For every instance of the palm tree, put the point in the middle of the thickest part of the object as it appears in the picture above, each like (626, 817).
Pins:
* * *
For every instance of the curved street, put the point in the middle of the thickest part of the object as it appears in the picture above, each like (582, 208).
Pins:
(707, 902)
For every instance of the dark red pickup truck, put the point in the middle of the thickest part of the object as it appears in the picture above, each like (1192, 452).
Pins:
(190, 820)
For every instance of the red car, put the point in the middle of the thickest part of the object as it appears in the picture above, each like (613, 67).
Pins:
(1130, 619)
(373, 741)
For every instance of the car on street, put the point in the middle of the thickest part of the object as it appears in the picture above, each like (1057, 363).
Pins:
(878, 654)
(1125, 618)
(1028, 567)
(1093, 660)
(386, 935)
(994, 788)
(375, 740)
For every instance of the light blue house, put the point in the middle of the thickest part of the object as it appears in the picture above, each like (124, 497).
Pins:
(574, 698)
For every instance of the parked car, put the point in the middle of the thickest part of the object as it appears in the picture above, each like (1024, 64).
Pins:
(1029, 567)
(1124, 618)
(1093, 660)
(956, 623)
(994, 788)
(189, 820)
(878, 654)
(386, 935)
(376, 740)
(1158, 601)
* * *
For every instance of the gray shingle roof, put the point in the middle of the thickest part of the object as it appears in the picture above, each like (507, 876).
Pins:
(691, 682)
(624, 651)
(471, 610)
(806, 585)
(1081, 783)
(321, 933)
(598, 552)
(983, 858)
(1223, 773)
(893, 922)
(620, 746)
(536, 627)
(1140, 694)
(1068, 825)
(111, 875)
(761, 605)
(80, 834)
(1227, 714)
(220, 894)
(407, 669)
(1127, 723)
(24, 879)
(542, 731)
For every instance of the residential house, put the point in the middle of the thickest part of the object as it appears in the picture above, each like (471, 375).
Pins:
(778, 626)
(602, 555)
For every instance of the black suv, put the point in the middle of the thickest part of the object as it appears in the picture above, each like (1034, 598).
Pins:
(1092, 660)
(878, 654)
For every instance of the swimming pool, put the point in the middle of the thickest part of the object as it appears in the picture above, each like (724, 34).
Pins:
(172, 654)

_WHAT TO DO:_
The expected output is exactly the lines of the listing above between the line holding "For every instance of the red" and the line holding "For every instance of the car", inclusive.

_THE ANSWER:_
For every instance of the red car, put the point in the middle of the thickest part of the object as it appears in the picture above, each like (613, 67).
Pins:
(1130, 619)
(373, 741)
For every instance of the car on street, put the point in the middle of the thickest part of the object as it appears in the picture above, each like (1057, 363).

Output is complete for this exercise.